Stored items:
##########
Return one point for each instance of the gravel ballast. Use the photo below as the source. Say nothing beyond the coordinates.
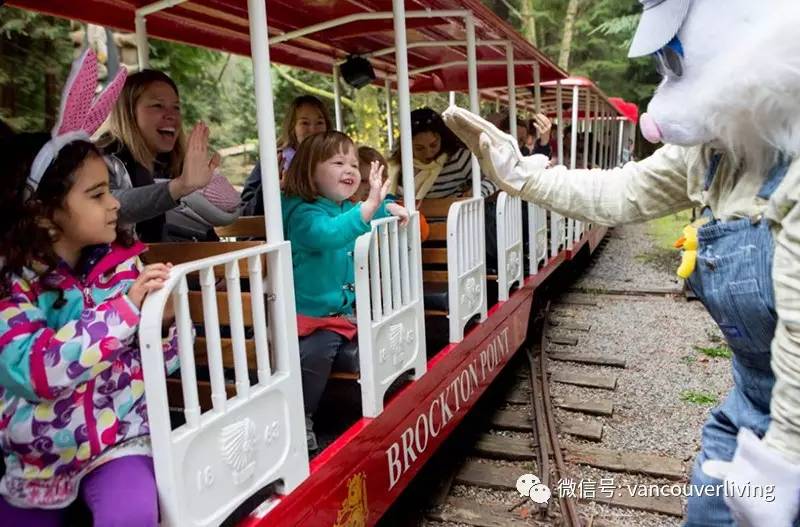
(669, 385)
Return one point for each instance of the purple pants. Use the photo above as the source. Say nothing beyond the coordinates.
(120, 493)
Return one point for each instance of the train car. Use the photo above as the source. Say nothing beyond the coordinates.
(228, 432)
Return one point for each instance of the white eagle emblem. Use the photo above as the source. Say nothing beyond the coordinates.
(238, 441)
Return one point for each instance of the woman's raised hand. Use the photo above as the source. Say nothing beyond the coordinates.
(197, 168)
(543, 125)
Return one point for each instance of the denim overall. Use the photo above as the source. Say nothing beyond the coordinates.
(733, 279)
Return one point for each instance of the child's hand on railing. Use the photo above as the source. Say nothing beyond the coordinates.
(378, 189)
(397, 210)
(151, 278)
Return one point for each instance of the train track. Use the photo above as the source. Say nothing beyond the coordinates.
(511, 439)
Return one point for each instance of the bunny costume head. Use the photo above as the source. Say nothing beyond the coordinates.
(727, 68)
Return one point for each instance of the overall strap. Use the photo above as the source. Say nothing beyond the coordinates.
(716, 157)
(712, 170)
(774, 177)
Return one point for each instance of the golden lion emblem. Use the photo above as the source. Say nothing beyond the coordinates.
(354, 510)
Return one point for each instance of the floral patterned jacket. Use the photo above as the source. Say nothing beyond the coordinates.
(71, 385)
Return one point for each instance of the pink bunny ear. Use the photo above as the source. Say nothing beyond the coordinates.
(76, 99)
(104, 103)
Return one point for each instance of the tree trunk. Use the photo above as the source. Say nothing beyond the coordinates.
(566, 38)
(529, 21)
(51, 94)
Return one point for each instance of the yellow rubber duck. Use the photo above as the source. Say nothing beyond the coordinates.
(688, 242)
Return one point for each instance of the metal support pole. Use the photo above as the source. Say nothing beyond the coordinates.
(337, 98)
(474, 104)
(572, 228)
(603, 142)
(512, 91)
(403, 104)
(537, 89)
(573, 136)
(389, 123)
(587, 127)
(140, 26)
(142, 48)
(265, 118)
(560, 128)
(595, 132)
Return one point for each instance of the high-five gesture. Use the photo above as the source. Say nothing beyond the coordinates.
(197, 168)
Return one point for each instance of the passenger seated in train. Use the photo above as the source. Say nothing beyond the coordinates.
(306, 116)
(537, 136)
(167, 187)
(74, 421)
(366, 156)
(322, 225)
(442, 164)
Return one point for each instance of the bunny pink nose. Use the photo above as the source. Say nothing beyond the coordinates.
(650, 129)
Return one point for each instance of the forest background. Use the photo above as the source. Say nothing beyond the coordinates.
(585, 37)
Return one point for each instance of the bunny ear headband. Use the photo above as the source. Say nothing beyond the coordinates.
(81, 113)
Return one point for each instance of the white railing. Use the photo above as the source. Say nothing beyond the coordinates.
##########
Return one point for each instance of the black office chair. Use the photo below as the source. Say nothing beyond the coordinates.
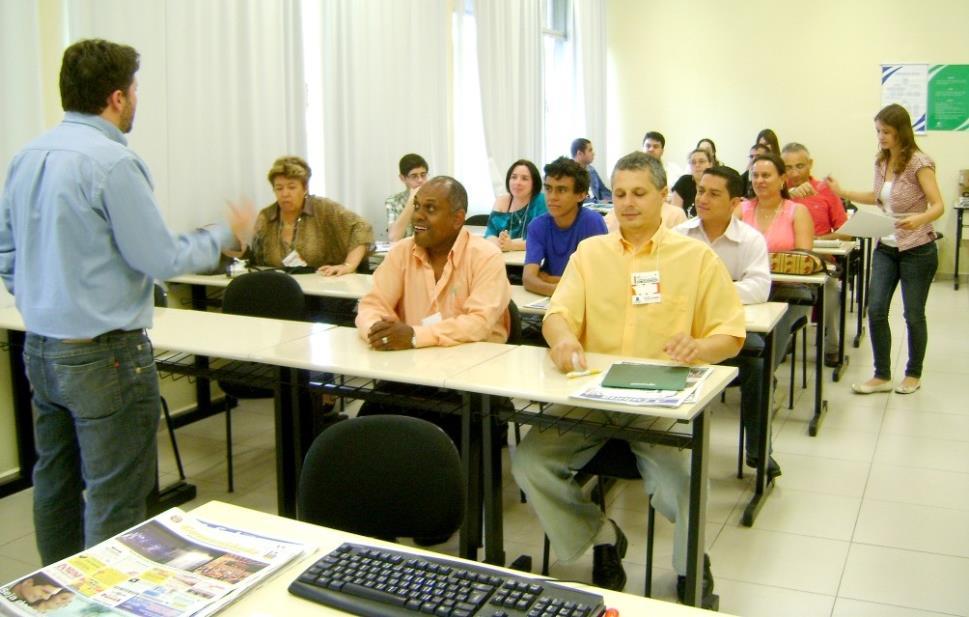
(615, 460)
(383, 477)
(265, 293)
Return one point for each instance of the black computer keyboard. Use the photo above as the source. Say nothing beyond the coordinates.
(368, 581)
##########
**THE TASK**
Look above for the line containing "Return one point for each instance of the bunny pink". Output from there through the line containing "Return one point for each instance of the white railing.", exactly and inclusively.

**ANSWER SECTION**
Return one point for each instance of the bunny pink nose. Use the photo above as the source. Say nothing beyond the coordinates.
(650, 129)
Return one point for each instance of the forest background. Use the photo above as the source. Say nothing beyond the coordinates.
(585, 37)
Return one point for each instance of the bunny ear headband. Use the photo above as the source. Say nothing beyond the coordinates.
(81, 113)
Return one point for each instance of the white railing. Use the photo above as the source. Say nothing beyond the coordinates.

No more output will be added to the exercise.